**Short task**: Your task is to repeat all of the material exactly.

· · · · ·

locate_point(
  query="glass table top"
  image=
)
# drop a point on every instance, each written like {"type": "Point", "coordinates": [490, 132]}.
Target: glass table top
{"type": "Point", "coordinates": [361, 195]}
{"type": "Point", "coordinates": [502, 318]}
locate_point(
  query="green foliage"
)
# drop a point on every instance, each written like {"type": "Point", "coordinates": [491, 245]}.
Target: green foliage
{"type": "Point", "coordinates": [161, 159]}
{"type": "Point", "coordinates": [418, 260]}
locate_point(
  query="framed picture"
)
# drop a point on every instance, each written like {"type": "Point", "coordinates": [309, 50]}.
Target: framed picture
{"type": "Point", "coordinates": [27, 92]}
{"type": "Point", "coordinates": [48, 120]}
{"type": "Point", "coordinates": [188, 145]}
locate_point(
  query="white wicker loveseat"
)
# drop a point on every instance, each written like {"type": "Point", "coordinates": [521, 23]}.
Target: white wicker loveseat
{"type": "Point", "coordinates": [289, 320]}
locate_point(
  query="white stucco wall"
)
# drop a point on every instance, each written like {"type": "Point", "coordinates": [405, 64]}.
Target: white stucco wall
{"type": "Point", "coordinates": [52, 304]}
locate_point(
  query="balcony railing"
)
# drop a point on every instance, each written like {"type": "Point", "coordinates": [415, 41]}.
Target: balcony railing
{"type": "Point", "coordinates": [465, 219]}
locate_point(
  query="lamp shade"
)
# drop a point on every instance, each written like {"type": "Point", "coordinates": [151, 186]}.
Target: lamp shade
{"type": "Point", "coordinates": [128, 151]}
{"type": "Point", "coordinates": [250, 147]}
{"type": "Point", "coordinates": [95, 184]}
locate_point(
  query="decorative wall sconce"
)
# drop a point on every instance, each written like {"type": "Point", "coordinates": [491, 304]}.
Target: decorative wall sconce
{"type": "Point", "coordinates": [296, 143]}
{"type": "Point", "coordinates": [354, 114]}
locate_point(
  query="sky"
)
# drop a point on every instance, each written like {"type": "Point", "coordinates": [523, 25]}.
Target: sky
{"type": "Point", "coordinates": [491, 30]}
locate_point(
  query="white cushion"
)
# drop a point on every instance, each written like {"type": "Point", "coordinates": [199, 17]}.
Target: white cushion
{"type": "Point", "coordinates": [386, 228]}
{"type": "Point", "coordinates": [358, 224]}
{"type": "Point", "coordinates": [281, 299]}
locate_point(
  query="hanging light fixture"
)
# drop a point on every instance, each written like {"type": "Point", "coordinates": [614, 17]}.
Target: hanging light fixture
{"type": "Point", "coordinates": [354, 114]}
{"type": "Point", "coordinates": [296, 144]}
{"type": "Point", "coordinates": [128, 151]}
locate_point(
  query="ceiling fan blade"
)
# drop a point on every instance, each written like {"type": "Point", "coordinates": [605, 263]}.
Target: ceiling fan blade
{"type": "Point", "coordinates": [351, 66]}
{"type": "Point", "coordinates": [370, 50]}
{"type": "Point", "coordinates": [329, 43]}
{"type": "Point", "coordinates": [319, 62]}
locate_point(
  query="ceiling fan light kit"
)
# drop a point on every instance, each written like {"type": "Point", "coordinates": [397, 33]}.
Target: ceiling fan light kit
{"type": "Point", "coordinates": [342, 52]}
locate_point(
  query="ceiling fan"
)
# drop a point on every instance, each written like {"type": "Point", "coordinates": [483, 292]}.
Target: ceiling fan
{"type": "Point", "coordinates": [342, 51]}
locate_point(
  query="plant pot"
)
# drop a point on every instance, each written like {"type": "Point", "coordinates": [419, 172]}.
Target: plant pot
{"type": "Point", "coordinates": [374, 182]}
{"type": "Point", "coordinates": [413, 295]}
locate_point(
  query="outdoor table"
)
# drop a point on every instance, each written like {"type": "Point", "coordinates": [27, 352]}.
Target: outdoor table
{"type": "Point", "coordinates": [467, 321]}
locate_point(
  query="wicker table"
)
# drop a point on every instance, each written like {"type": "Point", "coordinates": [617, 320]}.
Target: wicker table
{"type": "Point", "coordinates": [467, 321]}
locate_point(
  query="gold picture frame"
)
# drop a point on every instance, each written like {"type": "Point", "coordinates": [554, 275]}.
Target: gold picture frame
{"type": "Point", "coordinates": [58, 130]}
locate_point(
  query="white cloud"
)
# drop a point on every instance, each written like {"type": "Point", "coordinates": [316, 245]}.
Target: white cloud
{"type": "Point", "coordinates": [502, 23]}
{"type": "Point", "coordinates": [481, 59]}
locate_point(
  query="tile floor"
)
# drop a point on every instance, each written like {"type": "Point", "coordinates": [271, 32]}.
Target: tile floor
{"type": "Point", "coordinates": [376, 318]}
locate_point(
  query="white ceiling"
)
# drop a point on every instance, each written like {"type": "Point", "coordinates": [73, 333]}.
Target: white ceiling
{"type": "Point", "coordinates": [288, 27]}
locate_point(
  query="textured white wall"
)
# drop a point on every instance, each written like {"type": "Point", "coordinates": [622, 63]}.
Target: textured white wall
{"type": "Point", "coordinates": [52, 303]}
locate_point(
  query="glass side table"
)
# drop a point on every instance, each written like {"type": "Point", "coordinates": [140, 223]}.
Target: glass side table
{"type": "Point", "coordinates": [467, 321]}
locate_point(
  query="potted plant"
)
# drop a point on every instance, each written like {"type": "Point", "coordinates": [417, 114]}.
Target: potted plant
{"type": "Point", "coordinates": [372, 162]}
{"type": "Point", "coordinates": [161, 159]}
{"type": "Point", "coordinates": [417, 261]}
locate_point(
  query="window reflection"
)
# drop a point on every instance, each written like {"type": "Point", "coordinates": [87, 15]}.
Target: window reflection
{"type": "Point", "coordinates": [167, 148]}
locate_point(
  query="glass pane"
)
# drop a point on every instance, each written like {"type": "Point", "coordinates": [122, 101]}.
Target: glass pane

· · · · ·

**Written solution**:
locate_point(
  query="glass table top"
  image=
)
# drop a point on every instance, each written like {"type": "Point", "coordinates": [490, 132]}.
Target: glass table top
{"type": "Point", "coordinates": [361, 195]}
{"type": "Point", "coordinates": [502, 318]}
locate_point(
  query="green foliage"
)
# drop a point on every instance, each written like {"type": "Point", "coordinates": [491, 245]}.
Target: green foliage
{"type": "Point", "coordinates": [161, 159]}
{"type": "Point", "coordinates": [418, 260]}
locate_point(
  query="framed picture"
)
# drop a point on every instance, each written like {"type": "Point", "coordinates": [309, 50]}.
Target: framed picture
{"type": "Point", "coordinates": [27, 92]}
{"type": "Point", "coordinates": [48, 120]}
{"type": "Point", "coordinates": [188, 145]}
locate_point(
  query="white wicker loveseat"
)
# drop a point on every instance, each written like {"type": "Point", "coordinates": [521, 23]}.
Target: white wicker loveseat
{"type": "Point", "coordinates": [289, 320]}
locate_point(
  query="white stucco wall"
)
# drop a point on every instance, each written like {"type": "Point", "coordinates": [405, 64]}.
Target: white stucco wall
{"type": "Point", "coordinates": [52, 304]}
locate_point(
  query="balcony railing"
)
# drop a point on every instance, each written like {"type": "Point", "coordinates": [415, 41]}.
Target: balcony railing
{"type": "Point", "coordinates": [465, 219]}
locate_point(
  query="lamp shade"
)
# drop a point on every instance, each written like {"type": "Point", "coordinates": [151, 186]}.
Target: lamp shade
{"type": "Point", "coordinates": [128, 151]}
{"type": "Point", "coordinates": [250, 147]}
{"type": "Point", "coordinates": [95, 184]}
locate_point(
  query="decorative wall sconce"
)
# drop a point on every instance, each written like {"type": "Point", "coordinates": [491, 304]}.
Target: decorative wall sconce
{"type": "Point", "coordinates": [296, 143]}
{"type": "Point", "coordinates": [354, 114]}
locate_point(
  query="sky"
)
# drop a point on every instance, each written like {"type": "Point", "coordinates": [523, 25]}.
Target: sky
{"type": "Point", "coordinates": [491, 30]}
locate_point(
  query="white cushion"
)
# drop a point on every instance, each written like {"type": "Point", "coordinates": [199, 17]}.
Target: white cushion
{"type": "Point", "coordinates": [386, 228]}
{"type": "Point", "coordinates": [358, 224]}
{"type": "Point", "coordinates": [281, 299]}
locate_point(
  query="hanging light fixture"
)
# drop a point on every instance, each written like {"type": "Point", "coordinates": [614, 17]}.
Target: hanging light fixture
{"type": "Point", "coordinates": [354, 114]}
{"type": "Point", "coordinates": [296, 144]}
{"type": "Point", "coordinates": [128, 151]}
locate_point(
  query="ceiling fan blade"
)
# drop a point on every instance, each written like {"type": "Point", "coordinates": [605, 263]}.
Target: ceiling fan blade
{"type": "Point", "coordinates": [351, 66]}
{"type": "Point", "coordinates": [370, 50]}
{"type": "Point", "coordinates": [329, 43]}
{"type": "Point", "coordinates": [319, 62]}
locate_point(
  query="ceiling fan light kit"
)
# drop a point on every instance, each written like {"type": "Point", "coordinates": [397, 33]}.
Target: ceiling fan light kit
{"type": "Point", "coordinates": [342, 52]}
locate_point(
  query="ceiling fan"
)
# drop a point on every instance, each written like {"type": "Point", "coordinates": [483, 292]}.
Target: ceiling fan
{"type": "Point", "coordinates": [342, 51]}
locate_point(
  query="plant pot"
)
# drop a point on every instance, each written like {"type": "Point", "coordinates": [419, 172]}.
Target: plant pot
{"type": "Point", "coordinates": [374, 182]}
{"type": "Point", "coordinates": [413, 295]}
locate_point(
  query="outdoor table"
)
# drop a point on every instance, each written like {"type": "Point", "coordinates": [27, 352]}.
Target: outdoor table
{"type": "Point", "coordinates": [467, 321]}
locate_point(
  query="wicker table"
)
# drop a point on every instance, each written like {"type": "Point", "coordinates": [617, 320]}.
Target: wicker table
{"type": "Point", "coordinates": [467, 321]}
locate_point(
  query="gold picture frame"
)
# drop a point on every instance, each written like {"type": "Point", "coordinates": [554, 275]}.
Target: gold picture frame
{"type": "Point", "coordinates": [58, 130]}
locate_point(
  query="white cloud"
)
# drop a point on every instance, each written like {"type": "Point", "coordinates": [316, 245]}.
Target: white cloud
{"type": "Point", "coordinates": [502, 23]}
{"type": "Point", "coordinates": [481, 59]}
locate_point(
  query="tile floor"
)
# drop a point on every instance, each written like {"type": "Point", "coordinates": [271, 32]}.
Target: tile floor
{"type": "Point", "coordinates": [376, 318]}
locate_point(
  query="white ceiling"
)
# drop a point on every instance, each written like {"type": "Point", "coordinates": [73, 333]}.
Target: white ceiling
{"type": "Point", "coordinates": [288, 27]}
locate_point(
  query="textured white wall"
)
# drop a point on every instance, each written like {"type": "Point", "coordinates": [622, 63]}.
Target: textured white wall
{"type": "Point", "coordinates": [52, 303]}
locate_point(
  query="glass side table"
)
# drop a point on every instance, each written like {"type": "Point", "coordinates": [140, 223]}.
Target: glass side table
{"type": "Point", "coordinates": [467, 321]}
locate_point(
  query="potted plant"
)
# drop a point on every instance, each written like {"type": "Point", "coordinates": [417, 114]}.
Target: potted plant
{"type": "Point", "coordinates": [372, 162]}
{"type": "Point", "coordinates": [161, 159]}
{"type": "Point", "coordinates": [417, 261]}
locate_point(
  query="window reflection"
)
# drop a point on every instance, each written like {"type": "Point", "coordinates": [87, 15]}.
Target: window reflection
{"type": "Point", "coordinates": [167, 148]}
locate_point(
  query="glass pane"
)
# drop a point on every instance, each written like {"type": "Point", "coordinates": [122, 101]}.
Target: glass pane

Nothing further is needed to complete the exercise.